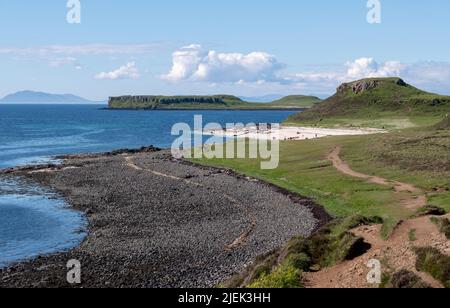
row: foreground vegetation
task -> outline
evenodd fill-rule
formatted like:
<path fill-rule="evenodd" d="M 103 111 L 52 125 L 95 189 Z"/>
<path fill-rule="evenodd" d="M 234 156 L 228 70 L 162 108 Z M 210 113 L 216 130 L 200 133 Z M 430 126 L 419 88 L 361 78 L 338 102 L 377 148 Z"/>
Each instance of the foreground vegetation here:
<path fill-rule="evenodd" d="M 348 230 L 379 222 L 378 217 L 367 219 L 359 215 L 336 220 L 310 238 L 295 237 L 285 247 L 261 256 L 222 287 L 301 288 L 305 272 L 351 260 L 369 248 Z"/>
<path fill-rule="evenodd" d="M 426 272 L 450 288 L 450 257 L 431 247 L 417 248 L 417 270 Z"/>

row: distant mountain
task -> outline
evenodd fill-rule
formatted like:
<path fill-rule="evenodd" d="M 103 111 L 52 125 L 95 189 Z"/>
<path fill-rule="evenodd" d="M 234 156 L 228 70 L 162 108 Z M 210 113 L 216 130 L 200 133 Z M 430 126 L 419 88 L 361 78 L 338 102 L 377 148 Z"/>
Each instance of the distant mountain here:
<path fill-rule="evenodd" d="M 367 78 L 342 84 L 336 94 L 289 121 L 439 116 L 449 111 L 450 96 L 422 91 L 400 78 Z"/>
<path fill-rule="evenodd" d="M 7 103 L 89 103 L 88 99 L 72 94 L 50 94 L 34 91 L 20 91 L 0 100 Z"/>

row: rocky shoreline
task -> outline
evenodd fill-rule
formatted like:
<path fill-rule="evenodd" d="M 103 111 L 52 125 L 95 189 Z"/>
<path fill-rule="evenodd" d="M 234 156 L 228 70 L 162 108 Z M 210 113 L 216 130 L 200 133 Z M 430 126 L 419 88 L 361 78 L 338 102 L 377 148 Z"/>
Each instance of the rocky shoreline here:
<path fill-rule="evenodd" d="M 68 252 L 0 270 L 0 287 L 213 287 L 330 217 L 310 199 L 227 169 L 175 160 L 154 147 L 58 157 L 0 171 L 51 188 L 89 221 Z"/>

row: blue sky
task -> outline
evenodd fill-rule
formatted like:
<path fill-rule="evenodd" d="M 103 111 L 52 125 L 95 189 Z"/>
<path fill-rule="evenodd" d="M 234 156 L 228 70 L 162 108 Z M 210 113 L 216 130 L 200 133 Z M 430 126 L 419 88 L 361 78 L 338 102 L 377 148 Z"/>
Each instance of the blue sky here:
<path fill-rule="evenodd" d="M 400 75 L 450 94 L 450 2 L 380 0 L 0 0 L 0 96 L 332 94 Z"/>

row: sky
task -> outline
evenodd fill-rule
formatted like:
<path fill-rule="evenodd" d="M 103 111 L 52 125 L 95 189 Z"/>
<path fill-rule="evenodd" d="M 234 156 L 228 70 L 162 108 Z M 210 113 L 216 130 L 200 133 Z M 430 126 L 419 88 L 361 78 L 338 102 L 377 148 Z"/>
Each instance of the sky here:
<path fill-rule="evenodd" d="M 450 94 L 448 0 L 80 0 L 80 23 L 68 2 L 0 0 L 0 97 L 326 97 L 389 76 Z"/>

******

**WORK REQUEST:**
Your task is to return the entries above exactly, with no pictures.

**SOLVED PROBLEM:**
row: foreground vegetation
task -> outline
evenodd fill-rule
formatted like:
<path fill-rule="evenodd" d="M 103 111 L 52 125 L 95 189 Z"/>
<path fill-rule="evenodd" d="M 234 156 L 228 70 L 162 108 Z M 210 113 L 216 130 L 200 133 Z M 430 126 L 419 88 L 361 78 L 338 102 L 377 148 Z"/>
Each instance of the foreground vegetation here:
<path fill-rule="evenodd" d="M 348 230 L 379 222 L 378 217 L 367 219 L 359 215 L 336 220 L 310 238 L 295 237 L 285 247 L 261 256 L 222 287 L 301 288 L 305 272 L 351 260 L 369 248 Z"/>
<path fill-rule="evenodd" d="M 426 272 L 450 288 L 450 257 L 431 247 L 417 248 L 417 270 Z"/>

row: distant mountain
task -> outline
evenodd fill-rule
formatted like:
<path fill-rule="evenodd" d="M 103 111 L 52 125 L 95 189 Z"/>
<path fill-rule="evenodd" d="M 234 156 L 228 70 L 162 108 Z M 210 113 L 216 130 L 200 133 Z M 430 126 L 419 88 L 361 78 L 338 102 L 377 148 Z"/>
Each instance of the distant mountain here:
<path fill-rule="evenodd" d="M 367 78 L 342 84 L 336 94 L 289 121 L 439 116 L 449 111 L 450 96 L 422 91 L 400 78 Z"/>
<path fill-rule="evenodd" d="M 7 103 L 89 103 L 88 99 L 72 94 L 50 94 L 34 91 L 20 91 L 0 100 Z"/>

row: rocky shoreline
task -> outline
evenodd fill-rule
formatted like:
<path fill-rule="evenodd" d="M 103 111 L 52 125 L 95 189 Z"/>
<path fill-rule="evenodd" d="M 234 156 L 228 70 L 162 108 Z M 210 113 L 216 130 L 200 133 Z M 430 126 L 419 88 L 361 78 L 338 102 L 377 148 Z"/>
Each instance of the rocky shoreline here:
<path fill-rule="evenodd" d="M 68 252 L 0 270 L 0 287 L 213 287 L 330 217 L 310 199 L 227 169 L 175 160 L 154 147 L 58 157 L 0 171 L 51 188 L 89 221 Z"/>

row: blue sky
task -> outline
evenodd fill-rule
formatted like:
<path fill-rule="evenodd" d="M 103 111 L 52 125 L 95 189 Z"/>
<path fill-rule="evenodd" d="M 234 156 L 228 70 L 162 108 Z M 210 113 L 216 130 L 200 133 Z M 430 126 L 419 88 L 361 78 L 338 102 L 377 148 Z"/>
Each instance of the blue sky here:
<path fill-rule="evenodd" d="M 400 75 L 450 94 L 450 2 L 380 0 L 0 0 L 0 96 L 332 94 Z"/>

row: sky
task -> outline
evenodd fill-rule
formatted like:
<path fill-rule="evenodd" d="M 103 111 L 52 125 L 95 189 Z"/>
<path fill-rule="evenodd" d="M 234 156 L 228 70 L 162 108 Z M 210 113 L 216 130 L 200 133 Z M 430 126 L 419 88 L 361 78 L 338 102 L 377 148 Z"/>
Each instance of the sky here:
<path fill-rule="evenodd" d="M 450 94 L 448 0 L 80 0 L 80 23 L 68 2 L 0 0 L 0 97 L 326 97 L 389 76 Z"/>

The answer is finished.